-- Activity --
Set the entries down again exactly; none may be skipped.

BEGIN

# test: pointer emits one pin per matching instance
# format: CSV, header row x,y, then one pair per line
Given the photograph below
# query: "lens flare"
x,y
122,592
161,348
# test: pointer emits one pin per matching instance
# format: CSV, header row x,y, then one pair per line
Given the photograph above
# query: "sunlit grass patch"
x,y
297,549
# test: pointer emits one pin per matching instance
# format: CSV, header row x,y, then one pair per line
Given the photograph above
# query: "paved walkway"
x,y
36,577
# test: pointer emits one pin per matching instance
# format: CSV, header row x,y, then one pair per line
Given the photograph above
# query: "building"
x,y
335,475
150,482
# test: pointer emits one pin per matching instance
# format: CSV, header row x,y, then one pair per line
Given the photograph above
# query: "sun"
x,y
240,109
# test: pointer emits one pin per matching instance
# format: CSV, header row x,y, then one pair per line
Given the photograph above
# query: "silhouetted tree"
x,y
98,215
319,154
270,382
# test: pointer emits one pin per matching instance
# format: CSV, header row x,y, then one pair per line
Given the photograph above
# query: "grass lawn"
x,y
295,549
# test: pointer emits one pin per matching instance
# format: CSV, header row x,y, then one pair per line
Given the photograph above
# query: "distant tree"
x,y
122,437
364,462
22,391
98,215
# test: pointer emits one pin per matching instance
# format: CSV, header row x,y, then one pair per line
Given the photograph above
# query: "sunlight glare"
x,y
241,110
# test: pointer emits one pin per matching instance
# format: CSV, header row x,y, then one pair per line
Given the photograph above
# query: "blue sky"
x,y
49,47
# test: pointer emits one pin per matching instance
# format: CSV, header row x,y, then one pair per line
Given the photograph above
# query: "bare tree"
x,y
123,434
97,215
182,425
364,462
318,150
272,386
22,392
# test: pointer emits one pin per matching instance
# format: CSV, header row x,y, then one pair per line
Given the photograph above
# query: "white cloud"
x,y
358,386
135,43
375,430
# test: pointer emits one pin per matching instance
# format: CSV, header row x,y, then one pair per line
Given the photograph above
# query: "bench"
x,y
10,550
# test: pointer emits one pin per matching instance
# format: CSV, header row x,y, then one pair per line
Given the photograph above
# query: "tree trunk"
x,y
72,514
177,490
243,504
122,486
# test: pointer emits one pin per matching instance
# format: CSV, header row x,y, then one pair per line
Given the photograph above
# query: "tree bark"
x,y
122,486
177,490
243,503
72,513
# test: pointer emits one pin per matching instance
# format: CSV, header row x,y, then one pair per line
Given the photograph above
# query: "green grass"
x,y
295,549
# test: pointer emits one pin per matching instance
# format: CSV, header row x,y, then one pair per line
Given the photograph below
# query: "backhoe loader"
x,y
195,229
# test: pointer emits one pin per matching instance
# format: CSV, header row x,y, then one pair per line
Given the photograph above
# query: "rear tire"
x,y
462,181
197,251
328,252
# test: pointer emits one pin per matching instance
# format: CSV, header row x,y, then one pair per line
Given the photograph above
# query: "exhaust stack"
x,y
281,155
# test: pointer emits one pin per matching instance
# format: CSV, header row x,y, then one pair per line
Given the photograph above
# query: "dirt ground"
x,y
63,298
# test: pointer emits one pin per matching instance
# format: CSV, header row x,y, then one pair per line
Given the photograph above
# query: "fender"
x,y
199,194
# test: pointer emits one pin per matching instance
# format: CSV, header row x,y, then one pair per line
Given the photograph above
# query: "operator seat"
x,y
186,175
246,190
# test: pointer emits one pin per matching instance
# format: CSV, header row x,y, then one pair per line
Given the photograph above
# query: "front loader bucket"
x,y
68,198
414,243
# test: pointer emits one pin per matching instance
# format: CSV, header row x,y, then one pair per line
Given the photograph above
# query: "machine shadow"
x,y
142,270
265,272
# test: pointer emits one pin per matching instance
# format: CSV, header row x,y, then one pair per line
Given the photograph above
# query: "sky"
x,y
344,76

END

-- Response area --
# test: pointer emits one pin per matching instance
# format: CSV, header row x,y, then one pair per line
Given the photograph below
# query: "lens flare"
x,y
122,592
161,348
# test: pointer emits one pin per matching instance
# format: CSV, header row x,y, then one pair per line
Given the photograph above
# query: "sunlit grass patch"
x,y
297,549
# test: pointer emits one pin per matching instance
# format: CSV, header row x,y, then one pair per line
Given the photograph above
# query: "paved walkway"
x,y
36,577
# test: pointer emits one pin per matching instance
# format: CSV, header row x,y, then one pair per line
Given the photograph above
# query: "building"
x,y
335,475
150,482
# test: pointer emits one pin per matching instance
# format: CSV, header row x,y, then one pair per line
Given the photograph above
# query: "sun"
x,y
240,109
# test: pointer emits one pin per matching instance
# format: CSV, header row x,y, then one pair per line
Given the photograph above
# query: "silhouetted tree"
x,y
98,215
319,154
270,382
# test: pointer emits one pin per matching instance
# format: CSV, header row x,y, then one pair per line
Given the photograph above
# query: "grass lawn"
x,y
295,549
# test: pointer emits one pin per matching instance
# format: CSV, header row x,y, then one pair per line
Given the photograph above
# query: "distant tree"
x,y
122,437
364,462
22,391
98,215
# test: pointer emits one pin per matching instance
# format: CSV, header row x,y, then one pair per line
Given the photograph above
# query: "sunlight glare"
x,y
241,110
# test: pointer emits one pin per matching instance
# format: CSV, header row x,y, then one pair per line
Given the photograph above
# query: "blue sky"
x,y
49,47
# test: pointer emits one pin per matching instance
# format: CSV, header row x,y, then one pair per line
Given the photograph above
# query: "bare tree"
x,y
123,434
97,215
182,425
364,462
318,150
272,386
22,392
# test: pointer emits one pin per matching instance
# format: CSV, header row x,y, then one pair per line
Given the photograph above
# query: "white cloud"
x,y
358,386
135,43
375,430
# test: pointer emits one pin per matching instance
# format: CSV, header row x,y, then one pair per line
Given the photograph above
# query: "bench"
x,y
10,550
# test: pointer emits one pin per matching instance
# format: CSV, header row x,y, then one pair per line
Given the photograph above
# query: "tree trunk"
x,y
72,514
177,490
243,504
122,486
# test: pointer emits one pin per matching instance
# format: CSV, header row x,y, then one pair per line
Given the photograph above
# query: "tree bark"
x,y
122,486
177,490
243,503
72,513
# test: pointer emits one pin per matching instance
# format: CSV, header row x,y, then one pair per line
Given the photograph above
# query: "green grass"
x,y
295,549
# test: pointer emits one pin per matching instance
# format: CSV, header row x,y, then one pair per line
Given the photograph below
# query: "backhoe loader"
x,y
195,229
# test: pointer emits one pin per matching instance
# format: CSV, header row x,y, then one pair per line
Given the photograph above
# query: "rear tire"
x,y
462,181
197,251
328,252
# test: pointer emits one pin per matching instance
# format: CSV, header row x,y, then one pair per line
Given the photograph above
# query: "exhaust stack"
x,y
281,155
# test: pointer emits one pin per matching instance
# format: CSV, header row x,y, then one pair per line
Given the photograph above
# query: "dirt ground"
x,y
63,298
# test: pointer emits one pin per matching instance
# format: CSV, header row x,y, then one pair per line
Given the photograph above
# query: "fender"
x,y
199,194
# test: pointer emits one pin per matching instance
# format: CSV, header row x,y, then one pair per line
Given the photograph above
# query: "operator seat"
x,y
186,175
246,190
# test: pointer emits one pin per matching instance
# format: CSV, header row x,y, then one pair per line
Given the photograph above
# query: "front loader bucket"
x,y
68,198
414,243
# test: pointer emits one pin per matching instance
# format: CSV, header row x,y, then one pair per line
Given the photograph above
# query: "machine shadow"
x,y
142,270
265,272
# test: pointer emits one pin per matching instance
# format: CSV, header row x,y, then one pair per line
Given the photograph above
# query: "sky"
x,y
344,76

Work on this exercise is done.